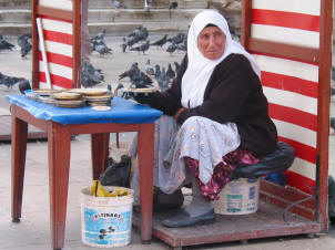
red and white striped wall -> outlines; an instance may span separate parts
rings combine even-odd
[[[40,0],[40,6],[60,10],[72,10],[72,0]],[[72,22],[41,15],[47,60],[53,88],[72,88],[73,28]],[[39,48],[40,88],[47,87],[45,69]]]
[[[306,48],[319,46],[319,0],[254,0],[251,37]],[[315,186],[318,65],[253,54],[262,71],[280,140],[295,148],[287,184],[308,192]]]

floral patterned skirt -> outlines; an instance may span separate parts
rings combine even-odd
[[[192,174],[195,176],[195,180],[199,185],[201,192],[207,197],[209,200],[219,200],[220,191],[230,181],[232,173],[235,167],[240,164],[256,164],[260,159],[253,156],[252,153],[237,148],[225,156],[222,157],[223,163],[215,166],[213,170],[212,178],[209,183],[203,184],[199,179],[199,160],[192,159],[190,157],[184,157],[186,166],[191,169]]]

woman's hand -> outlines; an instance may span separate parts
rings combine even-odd
[[[179,108],[177,112],[174,114],[174,118],[177,119],[179,115],[180,115],[183,111],[185,111],[185,107]]]

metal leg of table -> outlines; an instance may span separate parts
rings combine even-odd
[[[110,134],[91,134],[92,177],[99,179],[109,156]]]
[[[141,196],[141,238],[143,243],[150,243],[152,235],[154,124],[142,124],[140,126],[138,153]]]
[[[50,222],[53,249],[64,247],[70,170],[70,128],[48,123]]]
[[[21,218],[28,124],[12,114],[11,181],[12,221]]]

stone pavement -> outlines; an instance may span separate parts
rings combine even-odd
[[[155,40],[160,34],[151,37]],[[16,43],[16,38],[10,38]],[[180,61],[182,53],[170,56],[163,50],[150,49],[148,55],[136,52],[121,53],[120,37],[108,37],[106,42],[113,49],[113,54],[100,58],[93,53],[91,55],[93,65],[102,69],[105,82],[113,86],[118,83],[118,75],[130,67],[134,61],[140,67],[144,66],[146,59],[151,59],[152,64],[165,65],[173,61]],[[11,76],[23,76],[31,80],[31,58],[21,60],[19,51],[0,52],[0,72]],[[143,69],[143,67],[142,67]],[[106,87],[102,83],[97,87]],[[17,86],[7,90],[0,85],[0,115],[9,113],[9,103],[4,100],[7,94],[19,93]],[[334,112],[332,103],[332,114]],[[1,116],[0,116],[1,118]],[[121,140],[130,140],[132,133],[122,133]],[[114,136],[111,136],[114,139]],[[335,148],[334,136],[329,137],[329,167],[334,173]],[[90,139],[87,135],[77,136],[71,142],[71,167],[65,230],[64,250],[89,250],[98,249],[84,246],[81,242],[81,218],[79,194],[83,187],[91,184],[91,156]],[[83,154],[83,153],[87,154]],[[49,222],[49,173],[48,173],[48,148],[45,142],[30,142],[27,148],[26,178],[23,189],[22,219],[20,223],[11,222],[11,145],[0,144],[0,250],[45,250],[51,249],[50,244],[50,222]],[[132,230],[131,244],[119,249],[170,249],[158,239],[153,239],[151,244],[142,244],[140,232],[136,228]],[[187,247],[185,249],[234,249],[234,250],[334,250],[335,249],[335,227],[331,226],[326,232],[318,233],[314,239],[304,236],[281,237],[271,239],[250,240],[248,244],[240,242],[229,242],[219,244],[207,244]]]

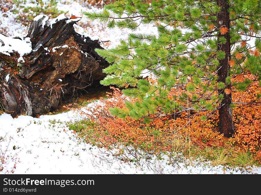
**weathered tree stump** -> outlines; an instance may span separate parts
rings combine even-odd
[[[75,32],[79,18],[74,18],[60,15],[51,23],[44,15],[35,18],[26,37],[12,39],[31,47],[21,57],[5,49],[14,45],[0,34],[0,109],[13,116],[46,113],[104,77],[109,64],[94,51],[102,47]]]

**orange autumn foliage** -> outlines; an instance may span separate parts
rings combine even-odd
[[[243,57],[243,54],[239,52],[238,52],[236,53],[235,56],[236,58],[238,60],[241,59],[242,57]]]
[[[228,28],[226,27],[221,27],[220,28],[220,33],[221,34],[225,34],[228,32]]]
[[[235,77],[235,80],[239,81],[242,78],[238,76]],[[253,78],[250,74],[244,76],[249,79]],[[152,82],[156,82],[151,79],[148,79]],[[258,82],[254,82],[245,92],[226,89],[225,92],[230,94],[233,91],[233,102],[251,102],[256,98],[258,87]],[[185,142],[188,139],[191,144],[202,148],[225,145],[227,139],[219,133],[217,114],[203,121],[200,119],[200,116],[195,116],[193,112],[184,112],[175,117],[156,118],[149,124],[143,123],[142,119],[136,120],[128,117],[125,119],[120,118],[112,115],[109,109],[115,107],[124,108],[125,100],[134,102],[138,100],[130,99],[123,95],[120,89],[111,88],[113,92],[108,93],[107,95],[110,98],[101,98],[98,103],[94,103],[93,106],[85,107],[87,112],[84,112],[80,109],[78,110],[82,112],[82,115],[85,115],[86,118],[89,119],[96,124],[92,127],[93,132],[88,134],[87,141],[90,142],[90,140],[94,140],[98,145],[106,148],[121,145],[125,147],[125,150],[127,150],[131,147],[146,153],[156,155],[163,151],[172,151],[174,148],[172,143],[177,137],[181,142]],[[235,134],[229,140],[237,147],[246,151],[250,151],[261,163],[260,110],[260,104],[234,108],[233,115]],[[207,112],[203,112],[203,114],[206,115]],[[217,114],[217,111],[215,113]],[[189,119],[194,116],[194,119],[186,126]],[[78,133],[81,134],[81,132]],[[121,156],[122,154],[120,152],[119,156]]]

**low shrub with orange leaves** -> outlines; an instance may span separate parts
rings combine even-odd
[[[233,101],[253,102],[256,98],[258,88],[258,82],[254,82],[245,92],[232,89]],[[155,118],[148,124],[143,123],[142,119],[136,120],[128,117],[122,119],[113,116],[110,108],[123,108],[125,101],[134,103],[138,100],[130,99],[119,89],[111,88],[113,92],[107,92],[106,95],[110,98],[101,98],[92,106],[85,107],[84,112],[77,109],[82,115],[93,123],[91,127],[81,129],[77,132],[86,142],[101,147],[109,148],[122,146],[117,154],[121,160],[130,160],[124,156],[124,150],[128,151],[137,160],[137,153],[149,158],[164,151],[186,152],[192,145],[203,149],[224,147],[227,144],[228,139],[219,132],[217,114],[212,115],[203,121],[200,116],[195,113],[184,112],[175,116]],[[239,150],[251,151],[255,160],[260,163],[261,104],[256,102],[249,105],[237,105],[239,106],[234,109],[233,112],[235,133],[228,140]],[[207,115],[206,112],[203,114]],[[214,114],[217,114],[217,112]]]
[[[128,117],[123,119],[112,115],[109,111],[110,108],[124,107],[125,101],[130,100],[119,89],[111,88],[113,92],[107,95],[110,98],[101,98],[93,106],[85,107],[84,112],[77,109],[94,124],[78,131],[80,137],[86,142],[107,148],[122,146],[122,150],[128,150],[136,160],[138,160],[138,153],[149,158],[165,151],[182,152],[192,145],[201,148],[223,145],[216,119],[203,122],[200,116],[196,116],[186,125],[193,113],[184,113],[175,119],[156,118],[149,124],[143,123],[142,119],[136,120]],[[137,100],[130,100],[133,102]],[[119,152],[118,157],[130,161],[129,158],[124,157],[122,151]]]
[[[236,92],[233,94],[235,102],[253,102],[256,100],[257,92],[260,93],[257,82],[254,82],[242,93]],[[261,104],[255,103],[236,107],[233,111],[235,133],[230,139],[246,151],[250,151],[256,160],[261,163]]]

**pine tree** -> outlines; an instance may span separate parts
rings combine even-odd
[[[96,50],[111,63],[104,69],[107,76],[101,83],[130,86],[124,93],[141,101],[127,102],[127,109],[115,108],[112,113],[149,121],[152,116],[190,111],[196,115],[208,111],[209,115],[218,110],[220,131],[230,137],[233,109],[238,103],[232,102],[232,93],[246,90],[254,81],[261,86],[260,3],[123,0],[105,5],[101,12],[85,12],[110,28],[134,31],[115,48]],[[162,22],[158,35],[135,33],[137,21]],[[185,32],[175,27],[182,23]],[[254,39],[253,45],[250,43]],[[157,83],[140,78],[144,70],[157,77]],[[246,78],[250,74],[251,79]],[[257,93],[257,100],[260,96]]]

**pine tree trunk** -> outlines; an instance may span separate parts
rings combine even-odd
[[[217,26],[218,28],[226,27],[230,28],[229,13],[228,12],[229,4],[227,0],[217,0],[217,4],[222,7],[221,11],[217,14]],[[223,50],[226,53],[225,59],[219,61],[221,68],[219,70],[218,75],[219,81],[225,83],[226,78],[227,76],[228,72],[230,69],[228,64],[229,59],[230,55],[230,37],[229,32],[224,35],[219,33],[218,39],[221,37],[224,37],[227,40],[225,44],[219,43],[217,45],[218,50]],[[227,85],[226,88],[230,88],[230,85]],[[220,104],[219,110],[219,131],[224,134],[227,137],[231,137],[234,133],[233,122],[233,114],[230,104],[232,103],[231,93],[227,94],[224,89],[219,90],[219,93],[224,95],[224,99]]]

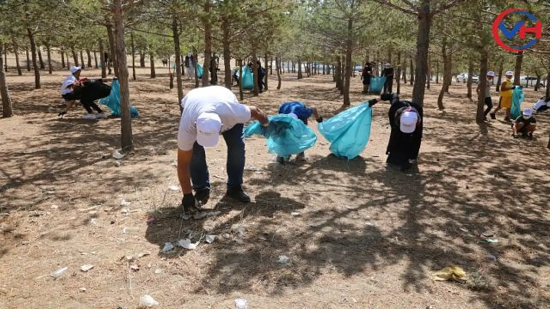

***

*PROBLEM TO WORK ON*: Please quote the lines word for word, beginning with the first one and going on through the line containing "[[[21,218],[28,124],[12,114],[11,181],[12,221]]]", and leave the pictures out.

*WRITTEN ANSWER*:
red and white striped wall -> outlines; an instance may span separate parts
rings combine even-odd
[[[40,0],[40,6],[60,10],[72,10],[72,0]],[[72,22],[41,15],[47,60],[53,88],[72,88],[73,28]],[[39,48],[40,88],[47,87],[45,69]]]
[[[306,48],[319,46],[319,0],[254,0],[251,37]],[[315,186],[318,65],[253,54],[262,71],[280,140],[295,148],[287,184],[308,192]]]

floral patterned skirt -> outlines; an instance may span separate parts
rings combine even-odd
[[[192,174],[195,176],[195,180],[199,185],[201,192],[207,197],[209,200],[219,200],[220,191],[230,181],[232,173],[235,167],[240,164],[256,164],[260,159],[253,156],[252,153],[237,148],[225,156],[222,157],[223,163],[215,166],[213,170],[212,178],[209,183],[203,184],[199,179],[199,160],[192,159],[190,157],[184,157],[186,166],[191,169]]]

woman's hand -> outlines; an instance may span separate parts
rings combine even-odd
[[[179,108],[177,112],[174,114],[174,118],[177,119],[179,115],[180,115],[183,111],[185,111],[185,107]]]

metal leg of table -> outlines; an instance may span separate parts
rings combine even-odd
[[[110,134],[91,134],[92,177],[99,179],[109,156]]]
[[[141,196],[141,238],[143,243],[150,243],[152,235],[154,124],[142,124],[140,126],[138,153]]]
[[[50,222],[53,249],[64,247],[70,170],[70,128],[48,123]]]
[[[21,218],[28,124],[12,114],[11,181],[12,221]]]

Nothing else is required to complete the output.